** Start Source document **
3. Use definitive language. This somewhat reinforces the first two points, but it’s crucial that your statements be definitive when necessary. In my previous job, I remember seeing an e-mail where a salesperson had asked someone from my team whether a job could be done by a certain time. The response the salesperson got was ‘Should be fine.’ ‘Should be fine’ is not good enough – the sales team are dealing with clients, they need to know whether this will or won’t happen, and they shouldn’t have to waste time sending a clarifying e-mail because of this person’s weak response. ‘I think that’s right’ bears significantly different meaning to ‘That’s right’ – the second one gives you the answer, that’s how it is. That person knows what they’re talking about and you can have faith in what they say (so long as they are, in fact, right). You need to be definitive in your language and give clear, authoritative answers. If you’re reviewing your work and you find uncertain statements, clarify them or cut them out.
4. Be mindful of the over-use of adverbs like quickly, rapidly, slowly, etc. Sometimes these are already implied by the surrounding context and only serve to slow up your sentences. ‘He ran quickly’ – well, yeah, he ran, I’d assume he’d do so ‘quickly’. ‘It fell rapidly’. Yeah, gravity’ll do that. Sometimes that secondary adverb is not adding anything to the sentence and can be taken out to better suit the flow of the piece.
** End Source document **
Short exercise a - Output the rows below as a Markdown table with the columns Row and Line. Number each row and leave out blank lines.
** Start Input for this task **
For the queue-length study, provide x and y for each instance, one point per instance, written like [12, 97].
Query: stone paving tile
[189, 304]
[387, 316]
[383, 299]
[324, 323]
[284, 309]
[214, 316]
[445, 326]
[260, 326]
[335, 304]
** End Input for this task **
Short exercise b - Translate this sentence from the writing advice into Spanish: "You need to be definitive in your language and give clear, authoritative answers."

Right answer a -
| Row | Line |
|---|---|
| 1 | For the queue-length study, provide x and y for each instance, one point per instance, written like [12, 97]. |
| 2 | Query: stone paving tile |
| 3 | [189, 304] |
| 4 | [387, 316] |
| 5 | [383, 299] |
| 6 | [324, 323] |
| 7 | [284, 309] |
| 8 | [214, 316] |
| 9 | [445, 326] |
| 10 | [260, 326] |
| 11 | [335, 304] |

Right answer b - Tienes que ser categórico en tu lenguaje y dar respuestas claras y con autoridad.